▶ [Task prompt]
Copy the records below, from the line containing "the horizontal lap" through the last line; leave out pictures.

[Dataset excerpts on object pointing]

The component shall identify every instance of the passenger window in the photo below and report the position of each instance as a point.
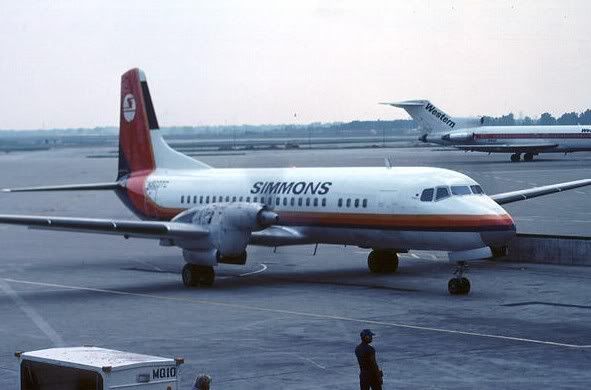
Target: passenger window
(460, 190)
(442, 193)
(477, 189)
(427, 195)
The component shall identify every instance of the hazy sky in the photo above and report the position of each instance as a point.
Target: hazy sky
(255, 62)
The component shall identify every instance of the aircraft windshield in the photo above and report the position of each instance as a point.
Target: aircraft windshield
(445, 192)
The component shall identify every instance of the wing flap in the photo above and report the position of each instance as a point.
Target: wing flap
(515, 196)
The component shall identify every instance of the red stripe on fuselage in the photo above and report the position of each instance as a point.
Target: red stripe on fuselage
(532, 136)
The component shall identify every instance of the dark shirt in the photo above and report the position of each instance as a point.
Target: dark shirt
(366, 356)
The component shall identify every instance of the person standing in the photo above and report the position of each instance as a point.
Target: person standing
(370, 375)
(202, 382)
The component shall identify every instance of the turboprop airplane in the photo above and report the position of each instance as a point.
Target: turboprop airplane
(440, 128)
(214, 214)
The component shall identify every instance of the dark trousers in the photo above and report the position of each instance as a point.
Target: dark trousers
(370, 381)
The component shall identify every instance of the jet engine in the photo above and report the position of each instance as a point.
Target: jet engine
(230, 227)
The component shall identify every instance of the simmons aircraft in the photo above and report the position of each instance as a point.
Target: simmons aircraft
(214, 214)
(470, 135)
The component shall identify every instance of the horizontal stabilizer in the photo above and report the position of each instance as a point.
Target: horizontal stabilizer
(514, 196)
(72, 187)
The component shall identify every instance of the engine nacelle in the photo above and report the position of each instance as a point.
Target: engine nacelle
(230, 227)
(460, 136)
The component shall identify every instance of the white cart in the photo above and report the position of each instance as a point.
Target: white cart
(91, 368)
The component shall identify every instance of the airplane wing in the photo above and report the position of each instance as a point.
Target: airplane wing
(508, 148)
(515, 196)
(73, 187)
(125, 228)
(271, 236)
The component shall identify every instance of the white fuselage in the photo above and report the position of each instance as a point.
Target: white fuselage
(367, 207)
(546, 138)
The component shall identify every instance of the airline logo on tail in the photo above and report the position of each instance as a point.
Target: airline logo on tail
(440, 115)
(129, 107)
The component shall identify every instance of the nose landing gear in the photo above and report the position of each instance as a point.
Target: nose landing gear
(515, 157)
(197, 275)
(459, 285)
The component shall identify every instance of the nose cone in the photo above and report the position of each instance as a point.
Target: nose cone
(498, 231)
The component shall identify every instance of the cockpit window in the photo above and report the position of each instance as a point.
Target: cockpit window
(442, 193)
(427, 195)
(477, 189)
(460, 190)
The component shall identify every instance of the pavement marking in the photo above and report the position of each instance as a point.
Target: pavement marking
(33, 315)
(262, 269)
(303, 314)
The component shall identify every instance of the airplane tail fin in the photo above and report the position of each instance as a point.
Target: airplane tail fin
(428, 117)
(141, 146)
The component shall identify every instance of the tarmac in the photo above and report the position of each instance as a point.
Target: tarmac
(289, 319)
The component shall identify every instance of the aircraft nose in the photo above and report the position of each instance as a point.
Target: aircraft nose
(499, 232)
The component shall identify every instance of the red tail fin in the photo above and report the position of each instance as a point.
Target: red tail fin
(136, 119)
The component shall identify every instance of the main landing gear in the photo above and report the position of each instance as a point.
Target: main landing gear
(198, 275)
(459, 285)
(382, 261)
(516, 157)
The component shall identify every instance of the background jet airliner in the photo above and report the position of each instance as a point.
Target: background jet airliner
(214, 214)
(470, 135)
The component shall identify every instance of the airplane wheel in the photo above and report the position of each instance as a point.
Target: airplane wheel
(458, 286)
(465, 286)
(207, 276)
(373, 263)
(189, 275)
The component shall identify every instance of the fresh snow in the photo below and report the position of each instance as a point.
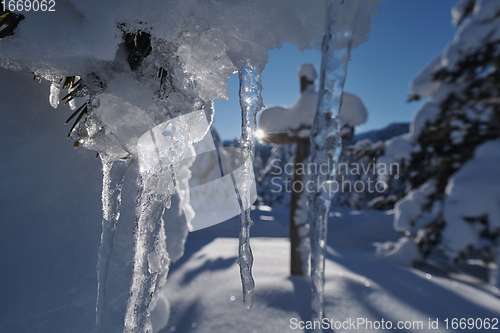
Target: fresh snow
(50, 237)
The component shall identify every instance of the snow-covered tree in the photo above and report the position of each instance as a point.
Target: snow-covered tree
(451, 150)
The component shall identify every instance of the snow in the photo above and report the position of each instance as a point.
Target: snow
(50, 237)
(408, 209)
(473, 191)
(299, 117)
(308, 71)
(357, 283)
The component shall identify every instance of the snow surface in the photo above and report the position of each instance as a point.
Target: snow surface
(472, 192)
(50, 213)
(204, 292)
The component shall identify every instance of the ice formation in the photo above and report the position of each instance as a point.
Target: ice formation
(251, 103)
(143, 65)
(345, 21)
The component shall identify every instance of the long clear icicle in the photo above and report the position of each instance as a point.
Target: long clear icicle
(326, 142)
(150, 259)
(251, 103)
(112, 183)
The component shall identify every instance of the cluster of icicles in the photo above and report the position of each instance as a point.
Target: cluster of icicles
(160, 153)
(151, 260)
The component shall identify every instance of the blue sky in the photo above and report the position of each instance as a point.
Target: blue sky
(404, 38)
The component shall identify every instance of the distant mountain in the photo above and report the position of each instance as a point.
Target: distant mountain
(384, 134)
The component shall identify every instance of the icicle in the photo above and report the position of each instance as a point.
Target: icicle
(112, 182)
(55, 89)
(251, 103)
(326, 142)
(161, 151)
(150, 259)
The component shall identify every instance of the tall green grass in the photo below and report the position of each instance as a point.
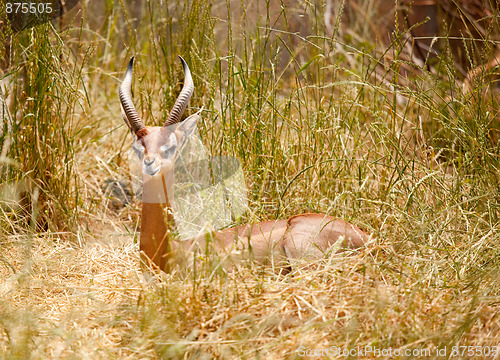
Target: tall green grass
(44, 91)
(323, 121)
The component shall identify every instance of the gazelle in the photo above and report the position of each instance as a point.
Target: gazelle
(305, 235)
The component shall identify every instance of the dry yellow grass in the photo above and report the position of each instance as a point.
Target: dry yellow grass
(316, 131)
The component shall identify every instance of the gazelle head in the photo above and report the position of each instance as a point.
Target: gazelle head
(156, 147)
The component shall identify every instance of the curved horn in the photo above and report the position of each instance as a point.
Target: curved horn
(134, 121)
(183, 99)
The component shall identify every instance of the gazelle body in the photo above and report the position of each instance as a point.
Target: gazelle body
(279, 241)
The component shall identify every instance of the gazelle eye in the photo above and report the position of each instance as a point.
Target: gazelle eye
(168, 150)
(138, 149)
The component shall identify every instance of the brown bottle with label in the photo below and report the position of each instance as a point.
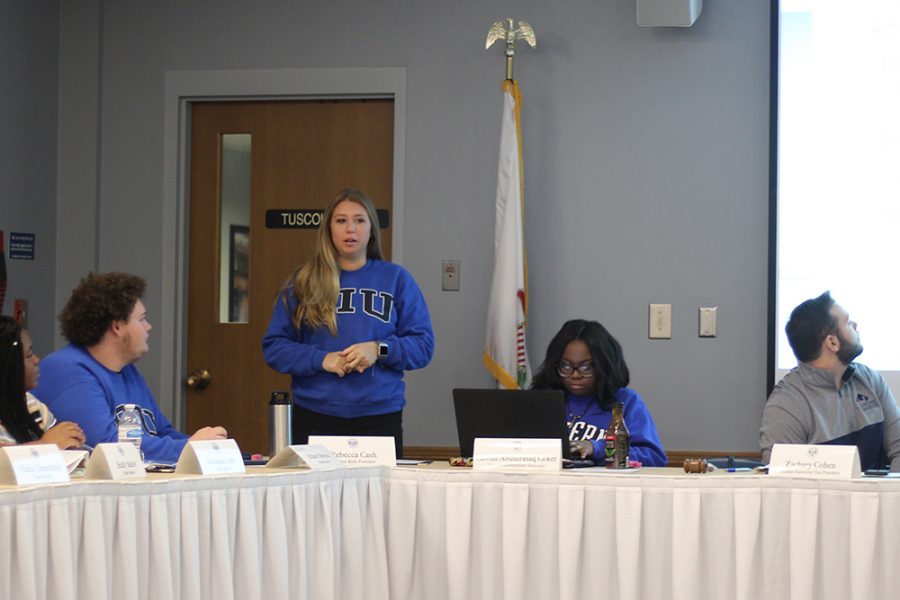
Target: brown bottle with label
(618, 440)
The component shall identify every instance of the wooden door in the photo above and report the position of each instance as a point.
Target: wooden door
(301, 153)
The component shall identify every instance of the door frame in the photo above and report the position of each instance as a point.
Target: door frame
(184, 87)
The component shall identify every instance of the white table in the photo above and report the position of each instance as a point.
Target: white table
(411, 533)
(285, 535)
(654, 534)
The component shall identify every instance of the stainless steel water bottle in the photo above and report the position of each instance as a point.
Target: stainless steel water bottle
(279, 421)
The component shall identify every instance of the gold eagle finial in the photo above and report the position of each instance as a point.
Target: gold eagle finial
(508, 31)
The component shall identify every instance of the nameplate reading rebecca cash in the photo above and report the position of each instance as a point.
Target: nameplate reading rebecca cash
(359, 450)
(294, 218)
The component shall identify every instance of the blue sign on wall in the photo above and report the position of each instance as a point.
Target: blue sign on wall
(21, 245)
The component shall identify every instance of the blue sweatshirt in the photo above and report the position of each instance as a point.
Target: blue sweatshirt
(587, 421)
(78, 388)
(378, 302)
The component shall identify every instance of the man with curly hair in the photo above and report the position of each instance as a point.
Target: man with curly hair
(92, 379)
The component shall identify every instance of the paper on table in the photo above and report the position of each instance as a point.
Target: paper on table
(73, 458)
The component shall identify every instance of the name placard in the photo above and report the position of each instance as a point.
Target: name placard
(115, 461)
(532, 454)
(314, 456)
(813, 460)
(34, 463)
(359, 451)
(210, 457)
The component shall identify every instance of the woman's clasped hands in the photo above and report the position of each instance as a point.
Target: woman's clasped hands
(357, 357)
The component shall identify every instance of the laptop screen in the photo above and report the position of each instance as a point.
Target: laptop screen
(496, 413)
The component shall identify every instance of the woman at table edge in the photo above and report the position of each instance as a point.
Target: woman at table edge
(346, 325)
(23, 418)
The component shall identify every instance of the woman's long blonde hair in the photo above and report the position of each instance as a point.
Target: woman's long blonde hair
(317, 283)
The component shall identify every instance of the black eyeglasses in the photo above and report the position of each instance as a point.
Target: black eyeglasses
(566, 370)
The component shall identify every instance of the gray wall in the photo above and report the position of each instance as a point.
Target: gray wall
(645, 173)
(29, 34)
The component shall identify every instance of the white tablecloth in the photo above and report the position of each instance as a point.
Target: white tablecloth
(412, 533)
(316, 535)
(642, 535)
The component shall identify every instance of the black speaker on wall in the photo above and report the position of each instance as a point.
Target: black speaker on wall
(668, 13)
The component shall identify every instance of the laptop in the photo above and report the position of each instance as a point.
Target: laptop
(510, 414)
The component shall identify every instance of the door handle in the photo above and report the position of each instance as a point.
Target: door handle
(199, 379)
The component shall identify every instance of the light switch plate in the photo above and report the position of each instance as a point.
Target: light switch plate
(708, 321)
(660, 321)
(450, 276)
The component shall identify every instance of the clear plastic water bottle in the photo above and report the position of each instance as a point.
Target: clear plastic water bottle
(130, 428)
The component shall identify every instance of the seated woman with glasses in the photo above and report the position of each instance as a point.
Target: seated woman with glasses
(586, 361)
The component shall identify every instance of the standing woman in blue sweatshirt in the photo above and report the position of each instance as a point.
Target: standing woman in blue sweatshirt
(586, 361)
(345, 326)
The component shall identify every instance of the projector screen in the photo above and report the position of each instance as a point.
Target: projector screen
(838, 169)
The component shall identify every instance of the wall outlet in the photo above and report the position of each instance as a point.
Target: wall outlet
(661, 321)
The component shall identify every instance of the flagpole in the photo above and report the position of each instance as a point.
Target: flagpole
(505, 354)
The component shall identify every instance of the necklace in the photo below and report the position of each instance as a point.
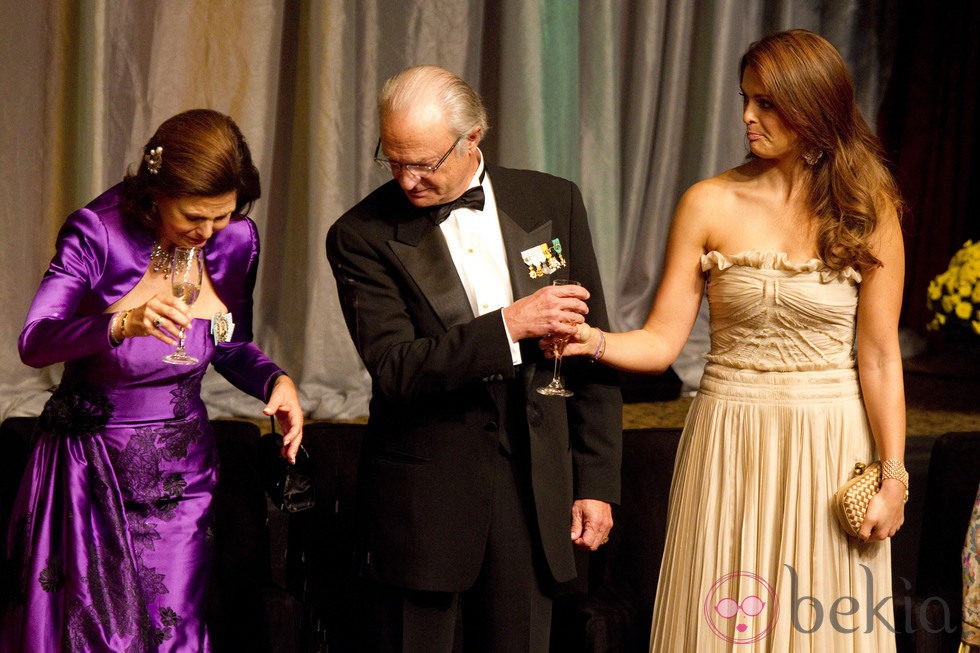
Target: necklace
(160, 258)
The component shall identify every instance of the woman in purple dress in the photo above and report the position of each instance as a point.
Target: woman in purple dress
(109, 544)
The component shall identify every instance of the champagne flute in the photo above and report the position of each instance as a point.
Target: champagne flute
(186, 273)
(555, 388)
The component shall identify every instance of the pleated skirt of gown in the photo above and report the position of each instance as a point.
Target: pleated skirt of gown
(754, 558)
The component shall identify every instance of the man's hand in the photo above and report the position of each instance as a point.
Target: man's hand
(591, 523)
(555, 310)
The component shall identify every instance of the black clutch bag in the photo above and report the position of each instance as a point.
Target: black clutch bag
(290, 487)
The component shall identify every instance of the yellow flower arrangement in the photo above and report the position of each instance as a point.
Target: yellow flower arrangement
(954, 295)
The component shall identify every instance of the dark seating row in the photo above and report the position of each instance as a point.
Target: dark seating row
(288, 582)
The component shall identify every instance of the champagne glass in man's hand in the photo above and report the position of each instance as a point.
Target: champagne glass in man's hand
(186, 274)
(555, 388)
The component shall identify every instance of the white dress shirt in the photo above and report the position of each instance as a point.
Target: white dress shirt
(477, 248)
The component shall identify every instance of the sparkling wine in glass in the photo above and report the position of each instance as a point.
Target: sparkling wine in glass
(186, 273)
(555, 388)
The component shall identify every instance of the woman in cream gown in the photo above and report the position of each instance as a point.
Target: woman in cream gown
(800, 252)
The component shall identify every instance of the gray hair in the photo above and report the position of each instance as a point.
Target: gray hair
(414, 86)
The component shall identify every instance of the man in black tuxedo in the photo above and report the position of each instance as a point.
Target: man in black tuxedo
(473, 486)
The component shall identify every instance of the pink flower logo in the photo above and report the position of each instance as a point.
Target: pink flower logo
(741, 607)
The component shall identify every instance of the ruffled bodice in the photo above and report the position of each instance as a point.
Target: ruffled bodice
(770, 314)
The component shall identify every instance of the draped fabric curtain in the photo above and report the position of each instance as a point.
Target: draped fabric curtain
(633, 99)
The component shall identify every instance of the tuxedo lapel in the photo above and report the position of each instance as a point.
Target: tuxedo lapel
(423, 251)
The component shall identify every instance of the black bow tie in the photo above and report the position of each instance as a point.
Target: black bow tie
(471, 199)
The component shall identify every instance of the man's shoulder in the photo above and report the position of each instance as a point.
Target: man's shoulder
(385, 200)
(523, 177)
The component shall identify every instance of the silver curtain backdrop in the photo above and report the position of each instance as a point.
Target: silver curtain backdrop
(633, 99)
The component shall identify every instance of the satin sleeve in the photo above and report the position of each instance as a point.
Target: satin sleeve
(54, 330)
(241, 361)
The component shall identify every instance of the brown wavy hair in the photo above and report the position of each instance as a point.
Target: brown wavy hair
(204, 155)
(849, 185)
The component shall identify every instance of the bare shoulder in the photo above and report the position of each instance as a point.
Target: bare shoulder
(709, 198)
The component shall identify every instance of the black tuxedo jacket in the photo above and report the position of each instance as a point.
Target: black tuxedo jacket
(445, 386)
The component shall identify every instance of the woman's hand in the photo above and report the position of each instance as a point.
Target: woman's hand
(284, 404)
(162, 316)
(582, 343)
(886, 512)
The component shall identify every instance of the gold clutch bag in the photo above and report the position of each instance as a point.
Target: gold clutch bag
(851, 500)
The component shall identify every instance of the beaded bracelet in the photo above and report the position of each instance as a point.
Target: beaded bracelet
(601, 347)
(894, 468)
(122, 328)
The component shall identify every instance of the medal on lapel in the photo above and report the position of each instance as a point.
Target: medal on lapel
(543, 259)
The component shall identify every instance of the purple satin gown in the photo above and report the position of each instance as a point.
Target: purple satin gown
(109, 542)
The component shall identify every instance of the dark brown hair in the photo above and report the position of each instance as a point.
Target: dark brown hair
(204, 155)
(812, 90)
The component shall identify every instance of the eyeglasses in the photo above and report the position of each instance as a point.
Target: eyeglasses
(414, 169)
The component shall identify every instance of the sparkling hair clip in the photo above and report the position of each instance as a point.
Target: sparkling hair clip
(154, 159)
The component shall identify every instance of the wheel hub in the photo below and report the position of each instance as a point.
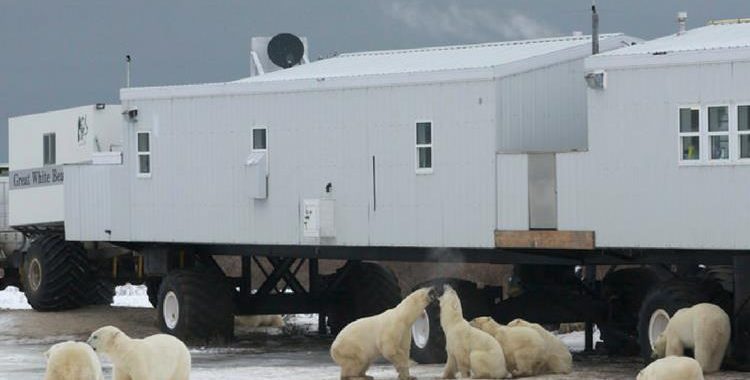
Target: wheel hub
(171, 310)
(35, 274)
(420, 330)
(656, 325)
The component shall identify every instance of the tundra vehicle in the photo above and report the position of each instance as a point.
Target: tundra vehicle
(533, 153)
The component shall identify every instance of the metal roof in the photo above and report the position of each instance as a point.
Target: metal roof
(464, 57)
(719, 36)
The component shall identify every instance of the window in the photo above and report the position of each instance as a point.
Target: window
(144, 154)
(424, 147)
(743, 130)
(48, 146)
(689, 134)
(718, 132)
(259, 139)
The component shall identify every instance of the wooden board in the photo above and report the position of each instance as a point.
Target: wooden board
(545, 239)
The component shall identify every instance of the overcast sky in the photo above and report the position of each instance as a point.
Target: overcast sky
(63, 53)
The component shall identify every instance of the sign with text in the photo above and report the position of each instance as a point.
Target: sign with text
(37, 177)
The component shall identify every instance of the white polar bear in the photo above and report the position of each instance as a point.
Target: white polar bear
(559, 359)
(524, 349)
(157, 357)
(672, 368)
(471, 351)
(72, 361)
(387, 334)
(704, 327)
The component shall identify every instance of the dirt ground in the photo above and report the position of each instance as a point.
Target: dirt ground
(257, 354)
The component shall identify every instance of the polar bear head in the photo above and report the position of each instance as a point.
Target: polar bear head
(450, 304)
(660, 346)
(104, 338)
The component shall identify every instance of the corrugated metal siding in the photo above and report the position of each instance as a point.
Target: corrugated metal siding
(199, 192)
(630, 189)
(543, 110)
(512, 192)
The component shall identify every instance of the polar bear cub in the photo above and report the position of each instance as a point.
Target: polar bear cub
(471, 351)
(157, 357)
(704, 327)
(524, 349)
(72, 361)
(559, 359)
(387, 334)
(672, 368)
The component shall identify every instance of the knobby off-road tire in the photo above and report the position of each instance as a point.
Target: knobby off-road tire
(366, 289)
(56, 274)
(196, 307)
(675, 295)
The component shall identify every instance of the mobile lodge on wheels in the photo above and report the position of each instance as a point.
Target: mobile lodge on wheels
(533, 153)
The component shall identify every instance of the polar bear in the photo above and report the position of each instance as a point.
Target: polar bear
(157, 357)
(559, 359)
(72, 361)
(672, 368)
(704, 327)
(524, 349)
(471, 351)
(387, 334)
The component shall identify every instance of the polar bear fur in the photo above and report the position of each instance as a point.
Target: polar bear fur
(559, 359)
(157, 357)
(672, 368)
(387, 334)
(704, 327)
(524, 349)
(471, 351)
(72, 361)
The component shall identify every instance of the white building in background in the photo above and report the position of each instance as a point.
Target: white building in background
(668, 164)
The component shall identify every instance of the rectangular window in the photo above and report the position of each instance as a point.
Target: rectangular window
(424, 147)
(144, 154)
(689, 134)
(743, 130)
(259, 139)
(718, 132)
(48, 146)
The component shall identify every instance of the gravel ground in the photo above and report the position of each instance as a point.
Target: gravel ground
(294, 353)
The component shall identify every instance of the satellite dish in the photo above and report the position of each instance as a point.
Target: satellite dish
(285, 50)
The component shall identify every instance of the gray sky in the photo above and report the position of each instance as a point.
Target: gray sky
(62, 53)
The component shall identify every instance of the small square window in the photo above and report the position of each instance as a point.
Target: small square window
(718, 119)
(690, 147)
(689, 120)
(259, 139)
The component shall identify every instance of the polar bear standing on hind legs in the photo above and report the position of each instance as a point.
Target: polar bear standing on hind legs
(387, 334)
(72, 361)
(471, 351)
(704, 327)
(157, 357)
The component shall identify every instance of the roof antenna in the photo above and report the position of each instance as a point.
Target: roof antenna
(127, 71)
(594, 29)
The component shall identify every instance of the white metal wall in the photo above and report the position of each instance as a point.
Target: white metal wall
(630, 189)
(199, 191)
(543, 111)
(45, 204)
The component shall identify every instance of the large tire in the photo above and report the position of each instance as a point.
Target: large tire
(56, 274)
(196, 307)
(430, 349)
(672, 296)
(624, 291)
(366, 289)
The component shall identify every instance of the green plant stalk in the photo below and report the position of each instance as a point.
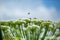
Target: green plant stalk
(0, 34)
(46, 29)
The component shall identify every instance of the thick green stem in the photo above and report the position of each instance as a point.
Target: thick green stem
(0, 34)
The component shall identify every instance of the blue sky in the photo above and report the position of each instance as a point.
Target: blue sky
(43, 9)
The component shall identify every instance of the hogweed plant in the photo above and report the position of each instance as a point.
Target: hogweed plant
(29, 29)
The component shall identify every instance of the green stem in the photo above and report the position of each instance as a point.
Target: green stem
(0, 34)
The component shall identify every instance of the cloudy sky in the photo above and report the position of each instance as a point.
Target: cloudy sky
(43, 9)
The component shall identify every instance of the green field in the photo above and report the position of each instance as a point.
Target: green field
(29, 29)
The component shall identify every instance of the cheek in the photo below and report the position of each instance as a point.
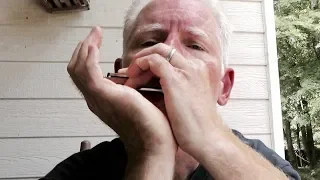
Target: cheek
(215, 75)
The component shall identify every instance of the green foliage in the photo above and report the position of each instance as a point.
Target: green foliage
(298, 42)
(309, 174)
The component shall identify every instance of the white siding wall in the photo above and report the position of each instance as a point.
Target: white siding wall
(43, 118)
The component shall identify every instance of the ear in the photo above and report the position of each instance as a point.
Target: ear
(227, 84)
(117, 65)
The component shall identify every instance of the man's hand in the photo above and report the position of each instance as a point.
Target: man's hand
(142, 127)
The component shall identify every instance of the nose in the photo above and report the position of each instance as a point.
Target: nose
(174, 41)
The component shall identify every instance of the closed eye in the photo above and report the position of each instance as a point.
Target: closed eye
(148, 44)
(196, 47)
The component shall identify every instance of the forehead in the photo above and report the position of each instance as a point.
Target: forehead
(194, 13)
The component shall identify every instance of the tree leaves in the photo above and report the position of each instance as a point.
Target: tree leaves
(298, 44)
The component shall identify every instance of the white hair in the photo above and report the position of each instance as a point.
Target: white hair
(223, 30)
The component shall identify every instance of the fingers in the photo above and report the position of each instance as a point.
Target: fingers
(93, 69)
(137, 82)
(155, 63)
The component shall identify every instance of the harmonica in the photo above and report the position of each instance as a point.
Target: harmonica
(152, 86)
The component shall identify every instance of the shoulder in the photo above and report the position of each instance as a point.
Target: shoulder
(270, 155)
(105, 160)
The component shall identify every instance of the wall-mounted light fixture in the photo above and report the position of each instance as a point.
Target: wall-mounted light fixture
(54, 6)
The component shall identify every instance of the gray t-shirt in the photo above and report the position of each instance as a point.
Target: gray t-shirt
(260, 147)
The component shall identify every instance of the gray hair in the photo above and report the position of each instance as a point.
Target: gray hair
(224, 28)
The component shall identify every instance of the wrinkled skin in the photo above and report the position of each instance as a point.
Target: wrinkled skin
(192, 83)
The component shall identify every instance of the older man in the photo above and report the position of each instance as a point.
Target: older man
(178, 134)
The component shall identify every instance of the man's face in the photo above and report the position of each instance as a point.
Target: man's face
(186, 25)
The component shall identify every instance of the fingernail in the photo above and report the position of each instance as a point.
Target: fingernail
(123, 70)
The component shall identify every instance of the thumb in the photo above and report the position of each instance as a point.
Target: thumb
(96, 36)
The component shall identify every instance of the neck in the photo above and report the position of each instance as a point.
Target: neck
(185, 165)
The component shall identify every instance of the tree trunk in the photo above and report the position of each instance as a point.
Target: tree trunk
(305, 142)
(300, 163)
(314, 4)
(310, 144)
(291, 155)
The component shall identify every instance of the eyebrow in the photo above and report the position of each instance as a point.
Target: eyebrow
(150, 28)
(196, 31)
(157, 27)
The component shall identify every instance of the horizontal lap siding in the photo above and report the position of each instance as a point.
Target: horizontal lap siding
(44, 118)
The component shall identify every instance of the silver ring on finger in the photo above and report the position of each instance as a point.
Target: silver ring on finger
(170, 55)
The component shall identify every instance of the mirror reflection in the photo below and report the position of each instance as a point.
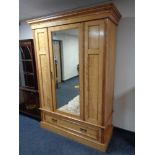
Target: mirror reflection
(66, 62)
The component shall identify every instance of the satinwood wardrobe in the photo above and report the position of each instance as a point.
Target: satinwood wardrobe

▶ [Solution for this task]
The component shall identify every instance of the horizontal lap siding in the photo above and report the position of each instance as a point.
Target: horizontal lap siding
(44, 118)
The component shall identify every instance of the silver ring on finger in the photo above and report the position of each instance as a point.
Target: silver ring on finger
(170, 55)
The component shall identify every instance of the mirror reflection in the photo below and report the position of each instance as a point.
Target: mirror reflection
(66, 62)
The component shall identify every instance of the satinwood wardrobe in the photo above and report the position of each instance as a point.
Target: satinwood wardrobe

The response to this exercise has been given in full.